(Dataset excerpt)
● ● ● ● ●
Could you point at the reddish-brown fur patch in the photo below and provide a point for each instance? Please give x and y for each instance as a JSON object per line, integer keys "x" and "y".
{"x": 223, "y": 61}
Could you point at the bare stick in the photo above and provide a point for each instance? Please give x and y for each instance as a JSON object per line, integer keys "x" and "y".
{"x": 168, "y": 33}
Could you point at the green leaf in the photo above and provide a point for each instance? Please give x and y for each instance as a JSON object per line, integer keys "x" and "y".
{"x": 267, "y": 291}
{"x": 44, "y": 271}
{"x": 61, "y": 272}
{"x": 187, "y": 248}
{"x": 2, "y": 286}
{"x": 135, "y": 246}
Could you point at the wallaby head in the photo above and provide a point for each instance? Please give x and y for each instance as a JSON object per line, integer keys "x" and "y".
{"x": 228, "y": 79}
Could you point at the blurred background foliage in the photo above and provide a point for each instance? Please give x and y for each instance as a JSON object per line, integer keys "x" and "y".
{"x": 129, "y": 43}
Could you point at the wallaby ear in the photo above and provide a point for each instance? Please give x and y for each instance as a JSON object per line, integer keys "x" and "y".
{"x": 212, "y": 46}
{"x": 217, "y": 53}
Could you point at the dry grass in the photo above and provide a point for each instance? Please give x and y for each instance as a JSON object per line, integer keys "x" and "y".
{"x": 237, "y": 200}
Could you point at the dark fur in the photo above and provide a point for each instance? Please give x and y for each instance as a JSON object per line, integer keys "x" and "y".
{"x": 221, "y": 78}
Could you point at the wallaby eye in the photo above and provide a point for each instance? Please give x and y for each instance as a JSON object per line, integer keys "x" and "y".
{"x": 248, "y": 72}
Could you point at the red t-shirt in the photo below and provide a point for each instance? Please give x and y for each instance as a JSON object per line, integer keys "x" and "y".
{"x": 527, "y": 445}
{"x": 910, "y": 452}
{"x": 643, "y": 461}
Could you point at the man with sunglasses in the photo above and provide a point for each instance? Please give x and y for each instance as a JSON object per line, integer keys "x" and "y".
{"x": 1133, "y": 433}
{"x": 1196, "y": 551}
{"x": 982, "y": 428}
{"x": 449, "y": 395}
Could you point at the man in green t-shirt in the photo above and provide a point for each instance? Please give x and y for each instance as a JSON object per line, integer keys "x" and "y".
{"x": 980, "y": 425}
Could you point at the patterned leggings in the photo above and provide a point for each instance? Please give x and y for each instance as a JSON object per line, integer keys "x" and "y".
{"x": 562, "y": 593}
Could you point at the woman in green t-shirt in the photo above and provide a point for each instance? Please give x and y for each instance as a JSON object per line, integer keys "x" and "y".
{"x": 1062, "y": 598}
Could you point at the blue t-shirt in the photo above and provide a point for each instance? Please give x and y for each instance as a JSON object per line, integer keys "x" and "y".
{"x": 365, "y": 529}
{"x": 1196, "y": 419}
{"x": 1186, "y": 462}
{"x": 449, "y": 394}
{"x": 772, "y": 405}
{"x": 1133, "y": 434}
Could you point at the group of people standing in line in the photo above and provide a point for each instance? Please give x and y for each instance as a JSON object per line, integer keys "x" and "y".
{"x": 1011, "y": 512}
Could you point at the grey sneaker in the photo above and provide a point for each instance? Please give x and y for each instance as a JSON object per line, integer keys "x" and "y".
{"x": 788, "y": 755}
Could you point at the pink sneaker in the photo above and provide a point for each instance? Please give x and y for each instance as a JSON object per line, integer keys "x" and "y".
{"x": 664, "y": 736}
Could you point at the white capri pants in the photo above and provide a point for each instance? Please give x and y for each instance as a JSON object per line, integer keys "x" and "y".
● ● ● ● ●
## Goal of the exercise
In the listing above, find the line with "Could you point at the man with" and set down that line and all after it exactly, through the final line.

## Solved exercise
Could you point at the man with sunglasses in the photo above and provide a point for each instance? Please give x and y for each instance as a JSON object per line, integer keys "x" and "y".
{"x": 1133, "y": 433}
{"x": 1196, "y": 551}
{"x": 982, "y": 428}
{"x": 449, "y": 395}
Could you point at the man in green t-shirt in the photo above and provide a point for each instance? Please give x and y for each instance as a JSON object per line, integer keys "x" and "y".
{"x": 980, "y": 425}
Could you point at the patterned leggings in the photo above and provide a point for each instance? Please give x and y for each instance as a JSON object per line, integer keys "x" and "y".
{"x": 562, "y": 593}
Could you point at the woman in green t-shirt in the photo above and provide a point for each instance? Please give x and y for each instance as a JSON object per line, integer keys "x" and "y".
{"x": 1062, "y": 598}
Could you point at the blue t-shirt in the photo above and provide a point for each instance? Please give x and y for each instance as a JSON object per line, integer keys "x" and "y".
{"x": 365, "y": 529}
{"x": 1196, "y": 419}
{"x": 1186, "y": 462}
{"x": 449, "y": 394}
{"x": 772, "y": 405}
{"x": 1133, "y": 434}
Could you point at the group of people standing in line in the photo above and provide a point for each instance? Please give x and y for each instance as a JSON object per line, integer keys "x" and "y".
{"x": 1011, "y": 512}
Could you point at the grey sneaker in the photo above and provide a point for each instance? Please give x and y for each instance as a JSON object per line, integer keys "x" and "y".
{"x": 788, "y": 755}
Could you point at the pink sneaker in the photo above and provide a point for each instance? Please give x and y for each instance as a JSON object per line, integer keys "x" and "y".
{"x": 664, "y": 736}
Could you point at the white capri pants in the photo above and provide a point for each instance? Please give x and y for each instance as a JSON object per line, integer keys "x" and "y".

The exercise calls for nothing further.